- _Work to complete_: Pull out every row below that contains the word "brown", matching its case exactly.
= = =
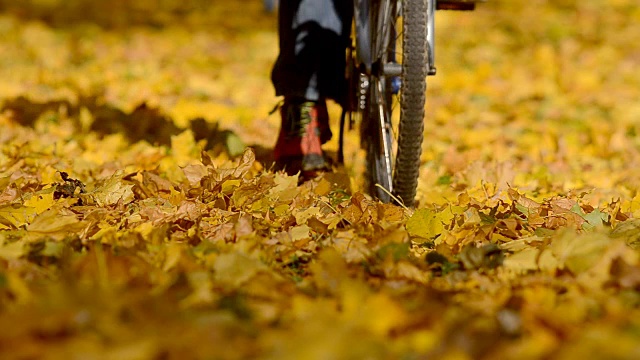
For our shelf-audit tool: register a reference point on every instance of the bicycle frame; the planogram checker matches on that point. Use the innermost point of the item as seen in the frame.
(364, 55)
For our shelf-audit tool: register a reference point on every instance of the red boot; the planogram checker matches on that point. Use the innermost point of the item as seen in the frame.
(304, 128)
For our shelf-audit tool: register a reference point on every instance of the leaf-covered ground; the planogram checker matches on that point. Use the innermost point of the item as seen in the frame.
(135, 225)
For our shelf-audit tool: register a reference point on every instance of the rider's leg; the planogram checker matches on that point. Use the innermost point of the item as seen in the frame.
(310, 68)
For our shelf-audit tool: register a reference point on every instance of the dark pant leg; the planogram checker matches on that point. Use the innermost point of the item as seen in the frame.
(314, 35)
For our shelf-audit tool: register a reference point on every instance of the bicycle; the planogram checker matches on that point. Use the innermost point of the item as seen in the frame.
(391, 55)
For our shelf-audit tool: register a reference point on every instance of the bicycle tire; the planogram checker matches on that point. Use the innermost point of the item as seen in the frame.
(388, 174)
(412, 103)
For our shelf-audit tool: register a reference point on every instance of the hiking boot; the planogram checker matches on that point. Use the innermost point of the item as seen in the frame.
(304, 128)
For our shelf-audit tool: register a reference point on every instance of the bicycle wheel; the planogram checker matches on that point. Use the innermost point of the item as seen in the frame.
(399, 70)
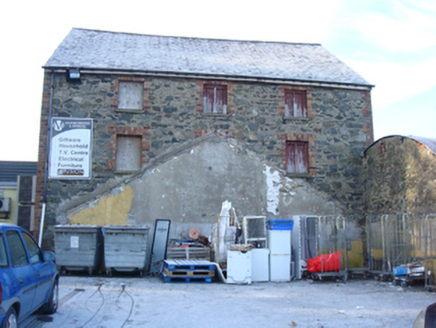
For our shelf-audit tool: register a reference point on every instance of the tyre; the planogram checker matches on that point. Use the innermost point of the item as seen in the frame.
(11, 319)
(53, 301)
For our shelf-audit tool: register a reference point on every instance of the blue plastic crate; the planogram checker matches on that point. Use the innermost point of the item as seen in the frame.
(280, 224)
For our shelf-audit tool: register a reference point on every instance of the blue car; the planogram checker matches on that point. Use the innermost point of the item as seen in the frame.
(29, 279)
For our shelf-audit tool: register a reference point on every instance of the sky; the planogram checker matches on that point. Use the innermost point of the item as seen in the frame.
(390, 43)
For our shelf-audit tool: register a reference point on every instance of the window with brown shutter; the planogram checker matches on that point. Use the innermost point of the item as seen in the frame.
(295, 103)
(297, 157)
(130, 96)
(215, 99)
(128, 155)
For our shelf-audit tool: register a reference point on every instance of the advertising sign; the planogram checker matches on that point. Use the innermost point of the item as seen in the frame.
(70, 148)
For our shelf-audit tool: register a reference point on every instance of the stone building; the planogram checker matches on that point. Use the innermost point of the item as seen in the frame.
(400, 175)
(179, 125)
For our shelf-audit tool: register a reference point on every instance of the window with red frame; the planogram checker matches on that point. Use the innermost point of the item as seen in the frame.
(297, 157)
(215, 99)
(295, 103)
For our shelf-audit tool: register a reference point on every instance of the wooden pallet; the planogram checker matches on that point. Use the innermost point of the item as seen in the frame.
(189, 265)
(187, 279)
(189, 273)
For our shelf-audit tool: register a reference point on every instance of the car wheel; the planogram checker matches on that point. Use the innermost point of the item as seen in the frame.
(10, 320)
(53, 301)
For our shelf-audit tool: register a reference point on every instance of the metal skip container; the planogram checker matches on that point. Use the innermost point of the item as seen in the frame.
(78, 247)
(125, 248)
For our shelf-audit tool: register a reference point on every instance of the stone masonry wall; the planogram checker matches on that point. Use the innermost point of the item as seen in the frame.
(338, 128)
(401, 177)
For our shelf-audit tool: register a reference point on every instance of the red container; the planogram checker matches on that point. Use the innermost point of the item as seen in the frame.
(325, 263)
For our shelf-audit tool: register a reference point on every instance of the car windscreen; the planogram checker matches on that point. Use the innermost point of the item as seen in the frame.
(3, 254)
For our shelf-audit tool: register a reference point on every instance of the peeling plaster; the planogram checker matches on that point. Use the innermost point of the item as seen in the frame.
(274, 185)
(111, 210)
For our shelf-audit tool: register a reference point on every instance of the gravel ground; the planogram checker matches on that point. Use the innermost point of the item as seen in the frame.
(138, 302)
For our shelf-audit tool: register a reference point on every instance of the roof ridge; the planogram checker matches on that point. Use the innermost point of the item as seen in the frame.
(200, 38)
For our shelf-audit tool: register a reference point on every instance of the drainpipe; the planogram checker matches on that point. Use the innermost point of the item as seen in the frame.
(44, 198)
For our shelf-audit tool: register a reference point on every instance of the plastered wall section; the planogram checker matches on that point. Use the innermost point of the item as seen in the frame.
(189, 188)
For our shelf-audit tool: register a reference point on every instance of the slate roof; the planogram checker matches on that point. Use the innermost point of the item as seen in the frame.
(10, 170)
(103, 50)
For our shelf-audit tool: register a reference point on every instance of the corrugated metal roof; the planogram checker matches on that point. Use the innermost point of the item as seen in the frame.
(10, 170)
(102, 50)
(430, 143)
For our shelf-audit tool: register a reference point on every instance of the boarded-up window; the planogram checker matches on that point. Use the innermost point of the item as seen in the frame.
(130, 95)
(297, 157)
(128, 153)
(215, 99)
(295, 103)
(25, 216)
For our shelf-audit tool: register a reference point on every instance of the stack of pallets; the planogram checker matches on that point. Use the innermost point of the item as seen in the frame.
(188, 271)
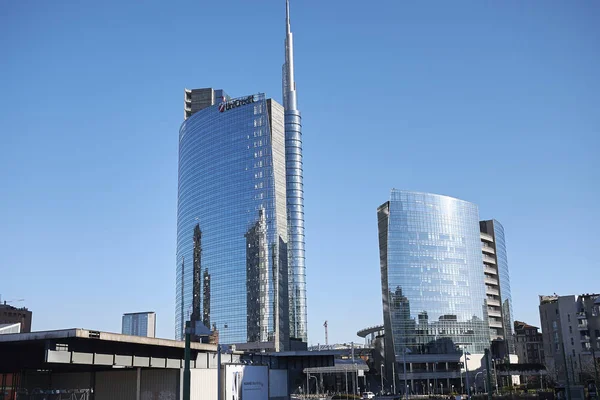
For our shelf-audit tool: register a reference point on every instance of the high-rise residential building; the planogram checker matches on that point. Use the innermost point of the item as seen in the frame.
(10, 314)
(433, 291)
(497, 288)
(529, 346)
(571, 336)
(139, 324)
(240, 214)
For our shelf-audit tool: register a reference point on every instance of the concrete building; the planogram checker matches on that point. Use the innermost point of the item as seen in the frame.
(529, 345)
(497, 288)
(10, 315)
(240, 218)
(87, 364)
(139, 324)
(571, 335)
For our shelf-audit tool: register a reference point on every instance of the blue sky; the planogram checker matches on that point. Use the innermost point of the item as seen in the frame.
(497, 103)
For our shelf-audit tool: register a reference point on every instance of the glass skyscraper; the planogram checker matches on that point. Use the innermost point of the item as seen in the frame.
(232, 220)
(240, 217)
(434, 299)
(139, 324)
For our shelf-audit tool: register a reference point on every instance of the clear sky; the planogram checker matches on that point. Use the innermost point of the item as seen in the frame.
(494, 102)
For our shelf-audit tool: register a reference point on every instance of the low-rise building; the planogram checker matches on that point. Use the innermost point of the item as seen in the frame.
(528, 343)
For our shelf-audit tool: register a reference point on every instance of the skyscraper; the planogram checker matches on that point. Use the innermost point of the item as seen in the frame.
(231, 178)
(497, 287)
(295, 189)
(434, 301)
(139, 324)
(240, 214)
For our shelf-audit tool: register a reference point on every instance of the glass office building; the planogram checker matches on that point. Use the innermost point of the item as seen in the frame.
(497, 285)
(434, 300)
(232, 218)
(139, 324)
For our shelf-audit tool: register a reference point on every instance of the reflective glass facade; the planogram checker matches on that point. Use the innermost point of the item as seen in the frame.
(504, 278)
(432, 281)
(232, 187)
(139, 324)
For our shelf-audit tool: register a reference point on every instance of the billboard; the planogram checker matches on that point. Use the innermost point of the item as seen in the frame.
(246, 382)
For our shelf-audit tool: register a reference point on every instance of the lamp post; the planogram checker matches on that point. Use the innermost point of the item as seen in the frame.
(476, 375)
(394, 375)
(405, 350)
(356, 392)
(381, 373)
(316, 384)
(466, 353)
(346, 375)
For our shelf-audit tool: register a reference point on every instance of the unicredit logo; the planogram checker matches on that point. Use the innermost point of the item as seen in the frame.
(228, 105)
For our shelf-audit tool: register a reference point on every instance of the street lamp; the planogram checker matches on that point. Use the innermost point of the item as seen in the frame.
(405, 350)
(466, 353)
(476, 375)
(381, 378)
(316, 385)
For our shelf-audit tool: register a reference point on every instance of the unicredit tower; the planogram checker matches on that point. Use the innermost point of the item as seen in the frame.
(240, 216)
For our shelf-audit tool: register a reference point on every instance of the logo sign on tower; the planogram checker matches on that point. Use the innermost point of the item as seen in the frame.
(228, 105)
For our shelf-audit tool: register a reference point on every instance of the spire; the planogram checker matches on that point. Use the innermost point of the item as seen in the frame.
(289, 85)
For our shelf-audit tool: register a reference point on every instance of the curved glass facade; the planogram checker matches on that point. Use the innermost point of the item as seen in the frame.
(433, 288)
(504, 277)
(232, 193)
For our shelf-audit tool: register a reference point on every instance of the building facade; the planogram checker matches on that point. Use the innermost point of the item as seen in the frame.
(241, 190)
(10, 328)
(232, 219)
(571, 336)
(433, 291)
(529, 345)
(497, 288)
(139, 324)
(10, 315)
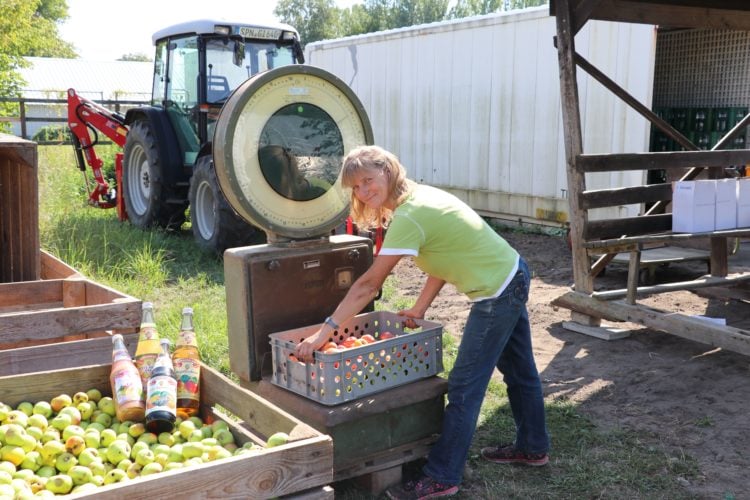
= = =
- _Exercise output_:
For our shelf-audit tool: register a reference point on every instance of the window with brown shutter; the planogram checker matches on that point. Use the innermost point of the item as seen in the frame.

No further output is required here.